__WHAT NEEDS TO BE DONE__
Locate every line in the material below that contains the string "dark", and copy each of those lines. Matching is case-sensitive.

── INFORMATION SUPPLIED ──

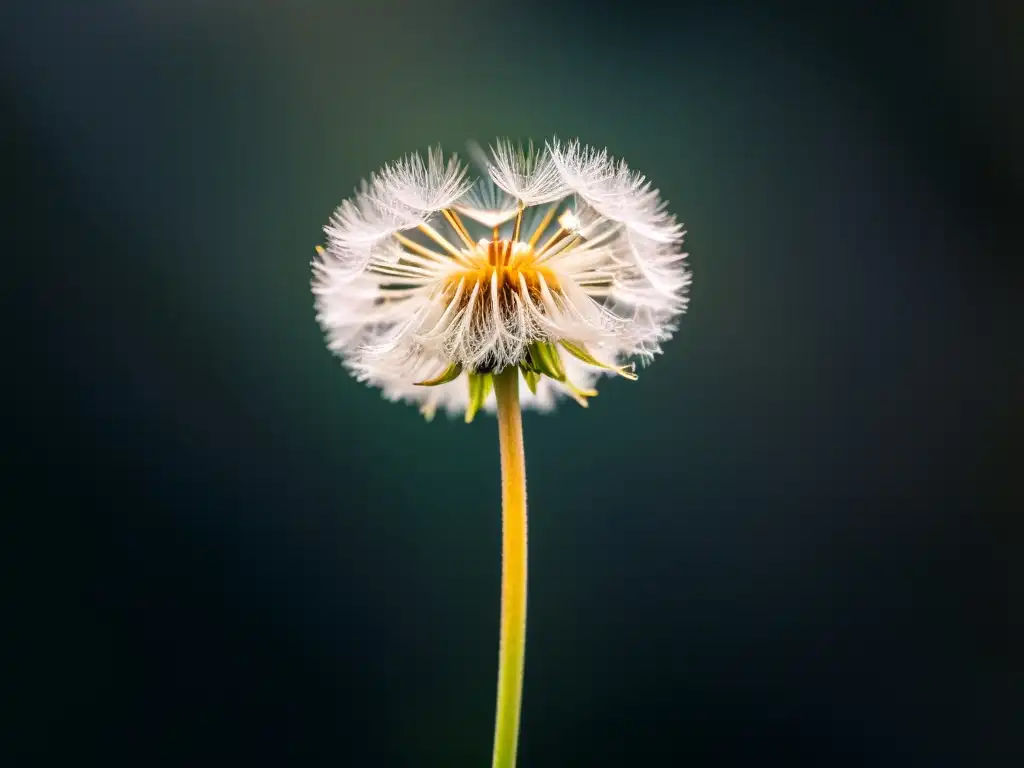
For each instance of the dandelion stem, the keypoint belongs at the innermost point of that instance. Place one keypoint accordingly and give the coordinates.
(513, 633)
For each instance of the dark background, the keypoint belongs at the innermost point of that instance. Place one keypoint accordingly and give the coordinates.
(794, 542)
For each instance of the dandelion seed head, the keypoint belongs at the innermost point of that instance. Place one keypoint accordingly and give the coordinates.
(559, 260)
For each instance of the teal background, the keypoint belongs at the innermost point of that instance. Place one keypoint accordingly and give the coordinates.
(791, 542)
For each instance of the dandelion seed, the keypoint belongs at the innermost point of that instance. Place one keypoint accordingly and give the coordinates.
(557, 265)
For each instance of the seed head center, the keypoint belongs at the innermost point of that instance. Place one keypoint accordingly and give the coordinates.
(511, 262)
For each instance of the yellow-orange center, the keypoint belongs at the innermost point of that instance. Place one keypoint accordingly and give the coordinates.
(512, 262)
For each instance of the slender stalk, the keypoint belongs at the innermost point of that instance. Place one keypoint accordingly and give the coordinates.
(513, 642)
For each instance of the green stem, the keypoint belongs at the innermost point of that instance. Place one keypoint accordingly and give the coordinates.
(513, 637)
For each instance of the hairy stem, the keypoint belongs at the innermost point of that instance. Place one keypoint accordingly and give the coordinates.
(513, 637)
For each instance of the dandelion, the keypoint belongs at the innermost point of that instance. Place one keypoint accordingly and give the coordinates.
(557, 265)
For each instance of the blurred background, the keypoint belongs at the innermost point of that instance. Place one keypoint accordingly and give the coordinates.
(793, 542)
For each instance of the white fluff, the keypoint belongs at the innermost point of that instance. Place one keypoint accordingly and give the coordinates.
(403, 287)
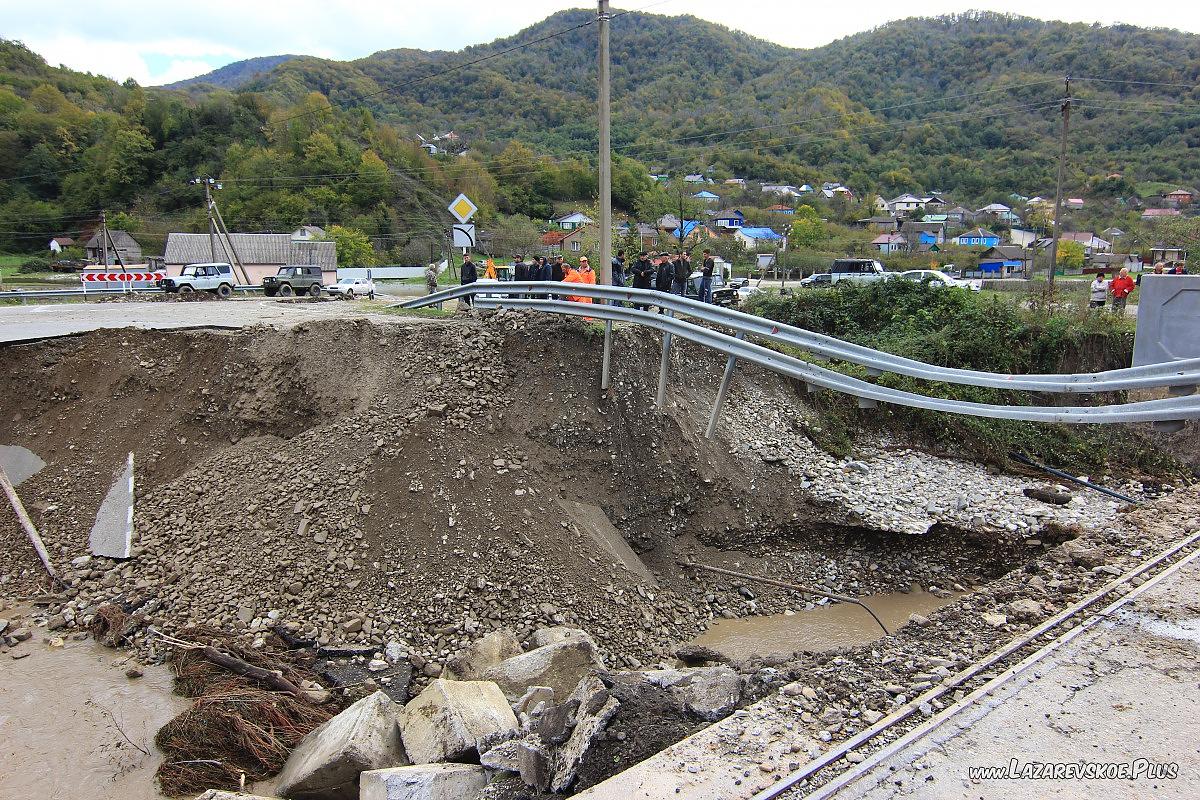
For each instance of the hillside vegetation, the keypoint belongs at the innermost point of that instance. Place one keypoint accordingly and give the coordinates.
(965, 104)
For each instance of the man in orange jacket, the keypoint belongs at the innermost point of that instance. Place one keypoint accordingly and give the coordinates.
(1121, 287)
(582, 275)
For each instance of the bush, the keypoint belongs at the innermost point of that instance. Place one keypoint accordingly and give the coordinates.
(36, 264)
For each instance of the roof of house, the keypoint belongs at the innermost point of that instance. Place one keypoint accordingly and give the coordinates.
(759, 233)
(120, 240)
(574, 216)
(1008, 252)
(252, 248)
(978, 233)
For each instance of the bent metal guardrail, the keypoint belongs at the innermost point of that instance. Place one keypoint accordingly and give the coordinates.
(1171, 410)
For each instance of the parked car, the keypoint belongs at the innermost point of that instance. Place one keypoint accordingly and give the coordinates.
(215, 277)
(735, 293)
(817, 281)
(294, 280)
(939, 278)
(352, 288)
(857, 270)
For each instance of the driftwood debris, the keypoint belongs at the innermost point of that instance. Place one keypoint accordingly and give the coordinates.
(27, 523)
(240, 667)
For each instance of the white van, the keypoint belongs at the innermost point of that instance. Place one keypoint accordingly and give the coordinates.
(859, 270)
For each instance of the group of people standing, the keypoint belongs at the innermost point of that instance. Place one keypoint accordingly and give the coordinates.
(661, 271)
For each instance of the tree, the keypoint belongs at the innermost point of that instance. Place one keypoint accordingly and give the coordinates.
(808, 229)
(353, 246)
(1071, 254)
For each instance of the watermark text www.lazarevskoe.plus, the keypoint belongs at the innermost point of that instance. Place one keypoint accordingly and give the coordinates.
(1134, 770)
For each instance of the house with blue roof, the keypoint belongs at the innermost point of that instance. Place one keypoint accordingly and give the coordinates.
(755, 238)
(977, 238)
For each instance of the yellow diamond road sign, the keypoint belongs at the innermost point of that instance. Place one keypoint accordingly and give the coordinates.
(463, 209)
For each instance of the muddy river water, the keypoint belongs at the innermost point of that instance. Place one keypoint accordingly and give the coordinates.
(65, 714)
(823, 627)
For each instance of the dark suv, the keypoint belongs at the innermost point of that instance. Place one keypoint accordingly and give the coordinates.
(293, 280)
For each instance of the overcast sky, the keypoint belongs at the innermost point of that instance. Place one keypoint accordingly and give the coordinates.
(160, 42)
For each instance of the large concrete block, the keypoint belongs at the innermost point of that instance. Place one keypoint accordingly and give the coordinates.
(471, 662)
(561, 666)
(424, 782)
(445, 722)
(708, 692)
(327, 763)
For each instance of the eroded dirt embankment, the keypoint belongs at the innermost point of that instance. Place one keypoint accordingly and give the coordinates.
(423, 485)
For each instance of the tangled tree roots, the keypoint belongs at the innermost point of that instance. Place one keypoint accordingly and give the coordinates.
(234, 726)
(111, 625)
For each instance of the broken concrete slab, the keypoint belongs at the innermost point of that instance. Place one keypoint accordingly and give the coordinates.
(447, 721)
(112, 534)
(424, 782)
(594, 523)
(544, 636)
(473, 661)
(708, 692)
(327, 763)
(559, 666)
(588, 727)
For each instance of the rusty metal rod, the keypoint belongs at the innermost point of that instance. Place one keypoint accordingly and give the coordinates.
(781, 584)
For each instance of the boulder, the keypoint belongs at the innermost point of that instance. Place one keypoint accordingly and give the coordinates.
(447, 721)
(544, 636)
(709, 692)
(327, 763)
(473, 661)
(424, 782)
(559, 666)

───
── INFORMATION SUPPLIED ──

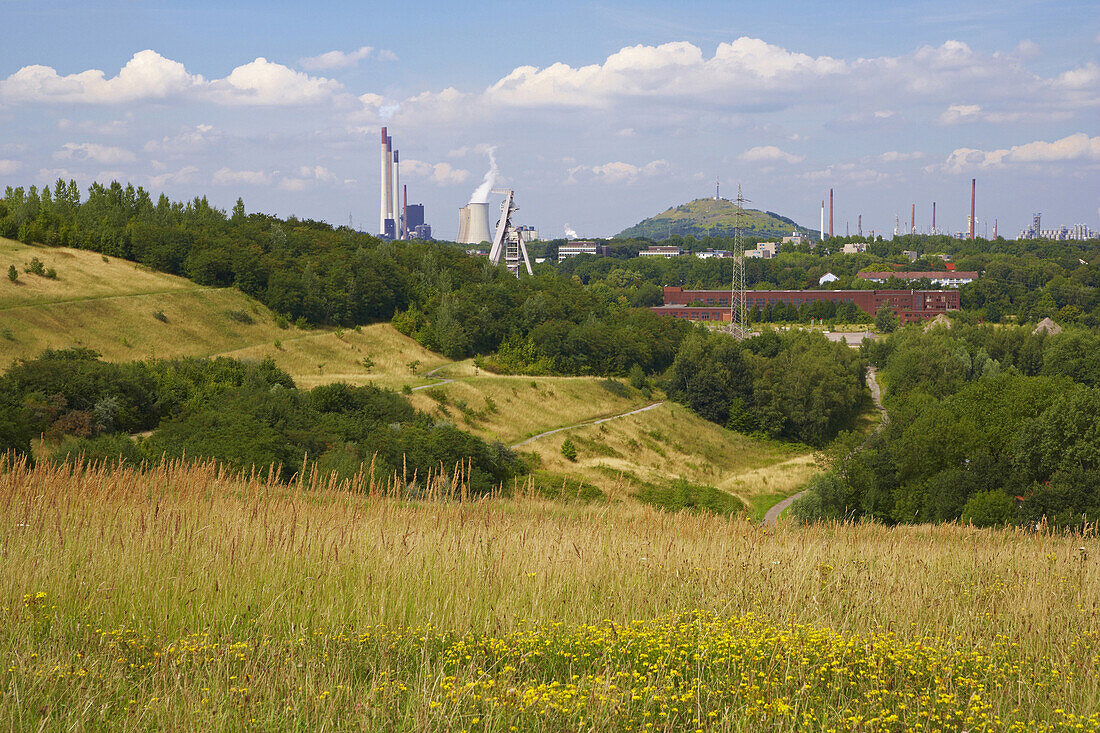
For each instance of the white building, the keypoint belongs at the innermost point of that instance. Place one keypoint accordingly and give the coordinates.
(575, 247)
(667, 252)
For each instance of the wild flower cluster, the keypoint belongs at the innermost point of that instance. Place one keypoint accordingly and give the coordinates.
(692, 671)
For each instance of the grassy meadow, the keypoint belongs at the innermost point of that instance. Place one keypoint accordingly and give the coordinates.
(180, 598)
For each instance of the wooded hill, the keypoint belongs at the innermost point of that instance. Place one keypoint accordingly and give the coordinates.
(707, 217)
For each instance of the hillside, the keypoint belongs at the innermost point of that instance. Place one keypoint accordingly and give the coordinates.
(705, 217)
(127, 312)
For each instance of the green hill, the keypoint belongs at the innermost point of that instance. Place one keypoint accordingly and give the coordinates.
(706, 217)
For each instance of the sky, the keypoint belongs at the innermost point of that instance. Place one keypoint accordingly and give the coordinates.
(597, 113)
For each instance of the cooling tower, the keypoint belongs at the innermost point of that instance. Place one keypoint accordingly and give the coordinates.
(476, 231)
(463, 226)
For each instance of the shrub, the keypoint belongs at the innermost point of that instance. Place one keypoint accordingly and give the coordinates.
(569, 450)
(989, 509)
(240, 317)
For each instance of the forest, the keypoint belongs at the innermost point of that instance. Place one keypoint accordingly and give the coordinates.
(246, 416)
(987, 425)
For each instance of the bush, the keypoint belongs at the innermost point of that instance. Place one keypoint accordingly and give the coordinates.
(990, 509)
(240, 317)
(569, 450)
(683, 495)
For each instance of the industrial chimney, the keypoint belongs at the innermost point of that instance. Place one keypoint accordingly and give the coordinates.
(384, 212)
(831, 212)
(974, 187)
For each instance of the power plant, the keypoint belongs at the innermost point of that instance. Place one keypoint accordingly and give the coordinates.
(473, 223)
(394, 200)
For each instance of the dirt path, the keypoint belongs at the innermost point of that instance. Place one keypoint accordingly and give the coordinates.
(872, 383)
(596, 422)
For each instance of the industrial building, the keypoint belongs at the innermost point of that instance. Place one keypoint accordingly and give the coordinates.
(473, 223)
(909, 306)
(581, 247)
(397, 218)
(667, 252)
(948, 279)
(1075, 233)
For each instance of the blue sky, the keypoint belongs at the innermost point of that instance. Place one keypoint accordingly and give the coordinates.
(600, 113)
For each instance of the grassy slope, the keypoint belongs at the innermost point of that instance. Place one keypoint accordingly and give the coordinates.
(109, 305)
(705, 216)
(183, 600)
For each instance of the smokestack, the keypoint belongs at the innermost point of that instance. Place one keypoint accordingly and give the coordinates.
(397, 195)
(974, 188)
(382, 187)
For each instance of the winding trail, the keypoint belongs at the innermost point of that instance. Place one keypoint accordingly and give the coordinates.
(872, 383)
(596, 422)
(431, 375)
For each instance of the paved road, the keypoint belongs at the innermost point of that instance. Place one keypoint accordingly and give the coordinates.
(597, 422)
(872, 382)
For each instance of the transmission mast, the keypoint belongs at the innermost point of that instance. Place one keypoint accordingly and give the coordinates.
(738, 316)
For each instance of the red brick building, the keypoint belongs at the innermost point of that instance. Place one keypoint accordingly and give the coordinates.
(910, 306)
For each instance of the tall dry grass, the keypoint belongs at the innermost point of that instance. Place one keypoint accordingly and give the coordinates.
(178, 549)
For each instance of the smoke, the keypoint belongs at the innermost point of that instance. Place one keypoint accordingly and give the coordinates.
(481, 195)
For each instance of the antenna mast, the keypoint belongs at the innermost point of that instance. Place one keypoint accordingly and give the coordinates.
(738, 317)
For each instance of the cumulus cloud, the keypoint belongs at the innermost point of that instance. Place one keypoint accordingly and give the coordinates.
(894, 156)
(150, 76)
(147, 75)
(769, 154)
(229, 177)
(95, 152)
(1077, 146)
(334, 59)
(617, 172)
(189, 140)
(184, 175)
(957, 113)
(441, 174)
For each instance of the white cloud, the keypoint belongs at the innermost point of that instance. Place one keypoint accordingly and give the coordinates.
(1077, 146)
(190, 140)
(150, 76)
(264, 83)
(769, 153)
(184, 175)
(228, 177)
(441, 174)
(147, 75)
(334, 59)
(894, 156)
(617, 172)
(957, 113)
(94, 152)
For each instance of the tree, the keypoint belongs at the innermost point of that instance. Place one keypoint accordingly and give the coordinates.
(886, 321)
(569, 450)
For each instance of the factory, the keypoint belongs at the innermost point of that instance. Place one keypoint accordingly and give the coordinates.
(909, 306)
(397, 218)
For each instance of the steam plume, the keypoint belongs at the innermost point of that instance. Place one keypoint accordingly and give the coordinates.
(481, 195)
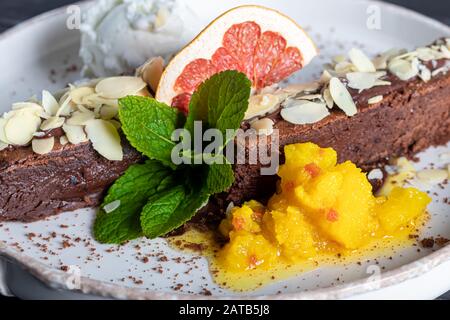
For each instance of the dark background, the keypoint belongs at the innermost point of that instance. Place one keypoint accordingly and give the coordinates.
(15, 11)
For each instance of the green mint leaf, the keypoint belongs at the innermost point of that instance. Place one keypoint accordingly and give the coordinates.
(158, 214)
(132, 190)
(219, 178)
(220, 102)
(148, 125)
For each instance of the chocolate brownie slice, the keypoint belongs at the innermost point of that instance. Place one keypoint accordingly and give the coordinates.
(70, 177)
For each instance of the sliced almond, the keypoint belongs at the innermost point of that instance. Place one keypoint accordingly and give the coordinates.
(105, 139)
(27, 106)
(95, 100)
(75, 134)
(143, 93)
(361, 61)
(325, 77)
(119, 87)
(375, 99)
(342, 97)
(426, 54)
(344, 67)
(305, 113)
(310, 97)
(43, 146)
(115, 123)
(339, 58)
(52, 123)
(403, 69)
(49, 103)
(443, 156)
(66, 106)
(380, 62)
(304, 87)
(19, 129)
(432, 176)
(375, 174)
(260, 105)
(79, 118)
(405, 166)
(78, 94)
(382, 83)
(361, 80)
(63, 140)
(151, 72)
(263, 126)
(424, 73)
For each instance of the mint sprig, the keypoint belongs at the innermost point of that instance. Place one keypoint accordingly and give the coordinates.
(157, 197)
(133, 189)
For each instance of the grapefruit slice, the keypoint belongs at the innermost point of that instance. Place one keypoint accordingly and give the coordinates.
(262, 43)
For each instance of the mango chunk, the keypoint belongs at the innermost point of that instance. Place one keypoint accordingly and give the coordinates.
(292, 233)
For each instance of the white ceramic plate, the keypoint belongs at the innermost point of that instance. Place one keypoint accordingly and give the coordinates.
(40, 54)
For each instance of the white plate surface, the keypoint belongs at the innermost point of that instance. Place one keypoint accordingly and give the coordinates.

───
── INFORMATION SUPPLIED ──

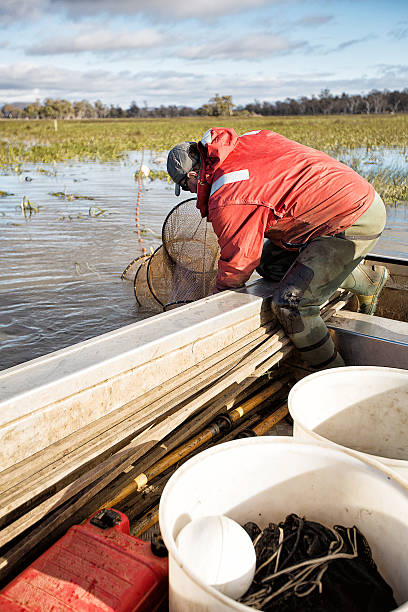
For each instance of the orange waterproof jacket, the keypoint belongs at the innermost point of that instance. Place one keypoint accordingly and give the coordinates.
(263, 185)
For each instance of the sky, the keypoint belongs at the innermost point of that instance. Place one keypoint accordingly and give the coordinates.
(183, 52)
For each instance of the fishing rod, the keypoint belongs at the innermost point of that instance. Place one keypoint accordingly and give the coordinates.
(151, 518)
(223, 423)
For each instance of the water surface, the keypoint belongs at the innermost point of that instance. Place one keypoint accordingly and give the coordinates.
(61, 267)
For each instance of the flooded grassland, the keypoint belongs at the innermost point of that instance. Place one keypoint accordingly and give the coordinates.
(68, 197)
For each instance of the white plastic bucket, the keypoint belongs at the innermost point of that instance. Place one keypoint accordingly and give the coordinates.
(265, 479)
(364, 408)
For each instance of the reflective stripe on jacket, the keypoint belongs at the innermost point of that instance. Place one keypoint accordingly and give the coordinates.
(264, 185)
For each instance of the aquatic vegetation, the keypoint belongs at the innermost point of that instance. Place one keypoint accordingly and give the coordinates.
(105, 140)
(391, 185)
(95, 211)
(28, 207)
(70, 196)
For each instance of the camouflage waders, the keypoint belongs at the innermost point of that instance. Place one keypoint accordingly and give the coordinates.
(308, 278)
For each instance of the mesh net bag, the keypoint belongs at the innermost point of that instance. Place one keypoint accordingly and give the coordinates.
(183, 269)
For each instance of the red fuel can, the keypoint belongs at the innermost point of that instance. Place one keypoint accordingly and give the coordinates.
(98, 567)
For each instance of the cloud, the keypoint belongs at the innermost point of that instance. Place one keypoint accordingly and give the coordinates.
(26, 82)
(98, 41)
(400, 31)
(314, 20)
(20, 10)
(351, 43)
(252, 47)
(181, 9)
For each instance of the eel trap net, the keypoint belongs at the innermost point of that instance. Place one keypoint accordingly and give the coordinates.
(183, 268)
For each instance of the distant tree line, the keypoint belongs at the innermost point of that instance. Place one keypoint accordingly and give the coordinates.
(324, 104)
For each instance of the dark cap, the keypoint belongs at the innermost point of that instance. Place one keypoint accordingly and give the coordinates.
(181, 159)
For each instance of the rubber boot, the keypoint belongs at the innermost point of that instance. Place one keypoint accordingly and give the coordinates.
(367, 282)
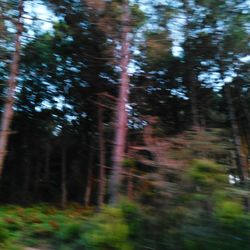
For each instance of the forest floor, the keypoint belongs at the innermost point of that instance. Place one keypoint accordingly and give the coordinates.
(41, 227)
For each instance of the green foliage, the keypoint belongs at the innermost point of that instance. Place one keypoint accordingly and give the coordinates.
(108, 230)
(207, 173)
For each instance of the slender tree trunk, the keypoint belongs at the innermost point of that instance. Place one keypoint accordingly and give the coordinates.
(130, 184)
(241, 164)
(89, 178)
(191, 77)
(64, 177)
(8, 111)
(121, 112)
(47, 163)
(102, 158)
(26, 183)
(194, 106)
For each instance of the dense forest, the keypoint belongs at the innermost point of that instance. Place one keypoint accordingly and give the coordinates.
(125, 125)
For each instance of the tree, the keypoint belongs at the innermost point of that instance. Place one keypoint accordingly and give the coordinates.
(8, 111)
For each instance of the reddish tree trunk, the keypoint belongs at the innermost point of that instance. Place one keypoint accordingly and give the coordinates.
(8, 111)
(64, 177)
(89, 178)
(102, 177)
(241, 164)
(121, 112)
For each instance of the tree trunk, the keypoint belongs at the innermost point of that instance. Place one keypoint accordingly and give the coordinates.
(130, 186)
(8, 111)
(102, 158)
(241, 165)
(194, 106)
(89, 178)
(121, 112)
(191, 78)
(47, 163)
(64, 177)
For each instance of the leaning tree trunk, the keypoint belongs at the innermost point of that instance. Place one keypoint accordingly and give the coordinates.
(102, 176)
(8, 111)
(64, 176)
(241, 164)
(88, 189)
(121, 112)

───

__FINISHED TASK__
For each instance of the dark background, the keypoint belongs at the innermost point of that instance. Place one keypoint accordingly and give the coordinates.
For each instance of the dark suv, the keypoint belongs at the innermost point of that instance. Place one keypoint accordingly and give the coordinates.
For each instance of the dark background, the keypoint belongs at the innermost point of that instance. Place one keypoint accordingly and give the coordinates.
For each instance of the dark cap, the keypoint belongs at the innermost point of that instance. Place one keypoint accordingly and give the coordinates.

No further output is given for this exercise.